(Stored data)
• • • •

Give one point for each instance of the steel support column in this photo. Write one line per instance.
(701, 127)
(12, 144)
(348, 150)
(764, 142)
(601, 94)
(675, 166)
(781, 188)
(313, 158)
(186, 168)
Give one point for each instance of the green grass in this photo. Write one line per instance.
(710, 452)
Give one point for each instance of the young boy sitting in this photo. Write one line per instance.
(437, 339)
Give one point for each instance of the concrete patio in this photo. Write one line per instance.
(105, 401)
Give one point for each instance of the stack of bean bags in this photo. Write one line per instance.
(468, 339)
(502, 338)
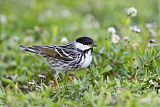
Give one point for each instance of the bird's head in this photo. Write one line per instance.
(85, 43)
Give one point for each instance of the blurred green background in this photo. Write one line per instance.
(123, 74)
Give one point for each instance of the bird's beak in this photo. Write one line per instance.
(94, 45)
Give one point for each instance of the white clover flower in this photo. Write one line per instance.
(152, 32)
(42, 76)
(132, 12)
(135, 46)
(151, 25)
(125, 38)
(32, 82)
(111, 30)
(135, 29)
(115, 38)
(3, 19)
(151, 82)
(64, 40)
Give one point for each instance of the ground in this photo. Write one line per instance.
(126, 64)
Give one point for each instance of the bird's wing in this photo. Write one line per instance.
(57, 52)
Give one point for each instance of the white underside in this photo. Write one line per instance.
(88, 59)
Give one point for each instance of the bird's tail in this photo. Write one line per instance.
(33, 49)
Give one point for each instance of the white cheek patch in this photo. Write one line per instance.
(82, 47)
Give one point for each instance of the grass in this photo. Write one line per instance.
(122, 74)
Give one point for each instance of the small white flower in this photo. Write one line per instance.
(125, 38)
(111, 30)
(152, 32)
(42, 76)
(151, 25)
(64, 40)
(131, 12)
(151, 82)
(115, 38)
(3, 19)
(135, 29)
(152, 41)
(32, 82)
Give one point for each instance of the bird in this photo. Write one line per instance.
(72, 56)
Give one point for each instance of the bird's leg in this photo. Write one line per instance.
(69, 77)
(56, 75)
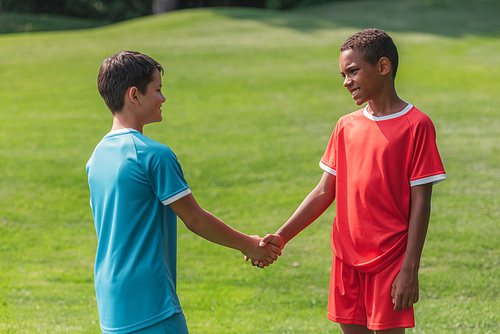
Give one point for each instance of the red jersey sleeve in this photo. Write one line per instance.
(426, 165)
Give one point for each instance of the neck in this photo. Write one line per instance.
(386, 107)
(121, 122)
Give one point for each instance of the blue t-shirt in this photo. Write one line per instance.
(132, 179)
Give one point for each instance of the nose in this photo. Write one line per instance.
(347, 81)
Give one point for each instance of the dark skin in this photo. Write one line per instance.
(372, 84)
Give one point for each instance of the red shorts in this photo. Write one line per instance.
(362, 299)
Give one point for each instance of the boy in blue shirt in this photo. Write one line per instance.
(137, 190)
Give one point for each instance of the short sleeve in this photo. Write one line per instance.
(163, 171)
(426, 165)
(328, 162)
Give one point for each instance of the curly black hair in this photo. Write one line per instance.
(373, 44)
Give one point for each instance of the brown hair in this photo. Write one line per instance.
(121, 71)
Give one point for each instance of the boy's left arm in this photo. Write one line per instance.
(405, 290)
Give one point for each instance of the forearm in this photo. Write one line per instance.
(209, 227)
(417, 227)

• • • •

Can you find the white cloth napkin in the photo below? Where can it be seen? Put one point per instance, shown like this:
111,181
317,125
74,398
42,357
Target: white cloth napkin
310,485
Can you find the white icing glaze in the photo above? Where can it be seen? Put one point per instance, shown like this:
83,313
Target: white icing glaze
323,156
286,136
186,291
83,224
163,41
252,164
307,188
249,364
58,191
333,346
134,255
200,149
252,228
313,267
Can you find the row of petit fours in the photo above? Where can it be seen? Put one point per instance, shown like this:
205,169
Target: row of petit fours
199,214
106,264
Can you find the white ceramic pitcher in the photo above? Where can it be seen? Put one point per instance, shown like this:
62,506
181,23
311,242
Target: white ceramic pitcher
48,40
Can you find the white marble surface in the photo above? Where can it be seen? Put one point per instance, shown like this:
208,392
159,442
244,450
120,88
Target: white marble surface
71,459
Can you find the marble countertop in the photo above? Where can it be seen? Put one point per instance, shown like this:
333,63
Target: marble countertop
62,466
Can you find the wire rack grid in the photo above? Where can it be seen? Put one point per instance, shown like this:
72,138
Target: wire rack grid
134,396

• • • •

§ What the task requires:
Report every line of the data in which "seen" appears.

§ Response:
Can you find the white cloth napkin in the photo below? Where can it be seen? Put one point per instance, shown like this:
Can you find the white icing glaze in the photo above? Where can it be seen? Put one point per instance, shown like this:
Can you find the row of petit fours in the photo above? Where can it be seen? Put one point per instance, shown like this:
Can you find the white ceramic pitcher in the photo above? Where can it be seen? Put one point per instance, shown like this:
Can you find the white marble surface in the photo above? Where can it be seen? Put one point per instance, shown like this:
Can you find the marble countertop in the photo above? Where can it be seen? Put one point per instance, shown like this:
Can you find the wire rack grid in the photo above? Where can it be seen? Put one point per instance, shown like this:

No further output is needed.